Tanka, as they are written down, have a way of marking time. Usually the essence of the season remains beside an indication of the emotions of the author at that particular instant of feeling. Thus, as one reads back through the poems one has collected over the years, an invisible graph charts the journeys of the heart and mind.

Thus Sumiko Koganei celebrates her fiftieth wedding anniversary with a book of tanka poems – Three Trees – which pinpoints and illuminates personal and public moments in the author's life. Be prepared for long journeys. Ms. Koganei is equally at home in Europe and Japan, so her poems are liberally sprinkled with French, German, Latin and Italian words as she translates her poems from the Japanese. Even so, she maintains the 5-7-5-7-7 syllabic count in English as if it was an easy thing to do.

Sometimes newcomers to tanka from haiku wonder what the difference is between the two forms, besides the line numbers and length. One answer to the question is: tanka allows the use of fantasy, as in Sumiko Koganie's tanka:

On the stage, there were
Lots of flowers, white, mauve and pink,
The huge photograph
Of the late professor
Seems to admire their perfume . . .

This poem, from the section titled "The Poetry Reading Circle" – one of the nine sections into which the book is divided, continues the engagement of this particular ability:

The rich baritone
Of Dr. Moore's recitation
Of his own poems
Flows from the gorgeous salon,
To the green trees in the garden.

It is one thing to write about one's daily happenings. It takes a radically altered mindset to perceive the smallest incident as poetry. As you see in Sumiko Koganei's tanka, it takes the heart of a poet.

The tanka are generously set three to a page on the ivory paper. The design of the division pages carries out the golden theme while giving the copious collection direction and containment.

Father Neal Henry Lawrence, O.S.B., the well-known tanka writer of Shining Moments, wrote the Introduction to Three Trees giving the reader an overture to, not only Ms. Koganei and her work, but also to tanka in English.

 

TANKA TALES: And Various Works in Traditional Tanka Form. James Kirkup. University of Salzburg, 1997. Perfect bound, 104 pp., 5.5 x 8.5, $10.00. ISBN: 3-7052-0127-1. Distributed by Drake International Services, Market House, Market Place, Deddington Oxford OX15 0SF, England, Phone: 01869 338240; Fax: 01869 338310 or International Specialized Book Services Inc., 5804 NE Hassalo St., Portland OR 97213-3644. Phone: 503.287.3093; Fax: 503.280.8832.

Since James Kirkup has turned the focus of his writing from haiku to tanka – he is no longer President of The British Haiku Society – he has had a magnificent outpouring of new works which have already been compiled into books. Just a year ago, Kirkup's book, A Book of Tanka was reviewed here in Lynx. And now, already in January, came his newest book – Tanka Tales.

━━━━━━━━━━━━━━━━━━━━

REQUIRED TASK 1:
Answer these questions about the tanka book review:
(a) Which wedding anniversary does Sumiko Koganei mark with Three Trees?
(b) How many tanka are printed on each page of Three Trees?
(c) Who wrote the Introduction to Three Trees?
REQUIRED TASK 2: Carry on the tanka book review from its final sentence, keeping the same reviewing voice.

INFORMATION SHOWN:
━━━━━━━━━━━━━━━━━━━━

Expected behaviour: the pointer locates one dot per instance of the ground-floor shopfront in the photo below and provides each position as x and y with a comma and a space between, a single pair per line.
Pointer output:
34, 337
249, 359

━━━━━━━━━━━━━━━━━━━━

WRITTEN ANSWER 1:
(a) Her fiftieth wedding anniversary.
(b) Three.
(c) Father Neal Henry Lawrence, O.S.B.

WRITTEN ANSWER 2:
Tanka Tales continues the path Kirkup made in Tanka Sequences: From a Tale by Jacob Grimm, an unbound collection made by Mutsuo Shikuya, in which Kirkup retells fables and legends using the syllable count of traditional tanka. In order to make his lines, which are basically prose, adhere to the form, he uses punctuation and ignores the function of line breaks to indicate syntax pauses.

Just deciding to present material in this manner is not enough to make me question whether the resulting stanzas are 'really' tanka. Geraldine C. Little followed exactly the same maneuver in her book, More Light, Larger Vision (AHA Books, 1992). The difference is: Little understood the purpose and use of the pivot or twist in tanka and used it in most of her poems. One of the aspects which sets tanka apart from the other poetry genre is that the two sections contain a shift from one part to the other. The upper three-line haiku-like portion is called in Japanese, kami-no-ku and the lower two lines are named shimo no ku. One method of increasing the shift between the two parts was to have different people write each of them. This gave rise to tan-renga, the shortest renga you can write. This is still a good exercise for persons wanting to overcome the urge to connect the upper and lower sections of tanka too closely.

This shift is usually made by change of voice, place, person or even, reality when the author moves to vision, fantasy, memory or dream.

It is one thing to "tell a story" in 5-7-5-7-7 syllable stanzas, but a much more intricate process to make the complex-style of tanka out of each stanza. It is not that James Kirkup does not know how to write a tanka. He does and when he does – as in some of his own tanka sequences in Part 3 of Tanka Tales – he writes exemplary tanka. I just have trouble then, when in his Introduction – "Tanka Renaissance"— to Tanka Tales he chides (gently, but nevertheless) the Editors of Lynx for publishing 'experimental' tanka (non 5-7-5-7-7) and then soundly denounces Leza Lowitz for her modern and sometimes very brief translations of contemporary Japanese women's tanka in a long rainy season (Stone Bridge Press, 1994).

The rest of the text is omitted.